• Stated task: Extract, verbatim, the stretch of the entries below that runs from the line containing "Expected behaviour: a marker sits on the dirt" through the end of the entries. Reproduce those lines alone, including both ends.

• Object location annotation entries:

+ + + +

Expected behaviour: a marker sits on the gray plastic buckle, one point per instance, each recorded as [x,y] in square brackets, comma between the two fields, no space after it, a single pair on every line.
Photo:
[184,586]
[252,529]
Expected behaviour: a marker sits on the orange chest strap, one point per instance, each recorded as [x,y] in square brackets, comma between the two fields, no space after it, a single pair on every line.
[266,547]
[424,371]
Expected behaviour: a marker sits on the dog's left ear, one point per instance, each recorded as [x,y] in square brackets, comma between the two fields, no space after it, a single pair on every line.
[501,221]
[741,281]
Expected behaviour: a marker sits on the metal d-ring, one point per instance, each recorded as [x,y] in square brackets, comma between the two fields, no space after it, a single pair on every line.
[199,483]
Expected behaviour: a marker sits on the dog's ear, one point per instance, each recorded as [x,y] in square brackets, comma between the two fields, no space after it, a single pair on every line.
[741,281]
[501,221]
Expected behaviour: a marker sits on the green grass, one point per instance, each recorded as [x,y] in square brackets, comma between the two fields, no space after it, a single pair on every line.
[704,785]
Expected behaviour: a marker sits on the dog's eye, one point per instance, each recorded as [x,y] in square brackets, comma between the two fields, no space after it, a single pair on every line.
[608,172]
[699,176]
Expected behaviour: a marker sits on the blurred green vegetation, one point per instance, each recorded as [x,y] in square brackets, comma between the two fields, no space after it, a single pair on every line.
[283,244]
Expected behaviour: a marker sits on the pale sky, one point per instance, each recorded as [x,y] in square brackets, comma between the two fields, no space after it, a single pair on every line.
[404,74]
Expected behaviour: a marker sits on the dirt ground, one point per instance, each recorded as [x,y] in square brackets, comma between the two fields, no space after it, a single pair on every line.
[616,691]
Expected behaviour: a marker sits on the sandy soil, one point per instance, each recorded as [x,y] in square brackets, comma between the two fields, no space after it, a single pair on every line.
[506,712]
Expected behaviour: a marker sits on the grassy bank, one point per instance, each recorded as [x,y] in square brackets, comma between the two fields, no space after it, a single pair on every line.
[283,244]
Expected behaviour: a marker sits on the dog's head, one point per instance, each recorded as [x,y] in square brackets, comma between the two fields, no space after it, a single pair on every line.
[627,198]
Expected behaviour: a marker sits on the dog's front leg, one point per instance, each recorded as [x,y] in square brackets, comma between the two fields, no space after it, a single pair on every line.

+ + + +

• Solution for this exercise:
Expected behaviour: a marker sits on the dirt ground, one point per instance, each recorded as [x,y] in square brackets, comma between the two fields, no space after it, a single pair on every line.
[616,691]
Expected behaviour: a marker sits on the sandy soil, one point per instance, each recorded as [x,y] in square brackets, comma between the two fields, no space after it, a single pair on every line.
[506,712]
Expected behaviour: a marker sits on the grassy bank, one point per instance, each recorded as [x,y] in square brackets, comma between the two fields, no space after it, a single pair on every line.
[283,244]
Expected behaviour: a marker sits on the dog's head, one point per instance, each recorded as [x,y] in square brackets, comma between the two fields, no space after it, a single pair on every line.
[627,198]
Expected behaviour: a marker sits on the dog's front leg, one point per instance, each recorded as [x,y] in square brackets, comma between the two fields, no space after it, a single pair on every line.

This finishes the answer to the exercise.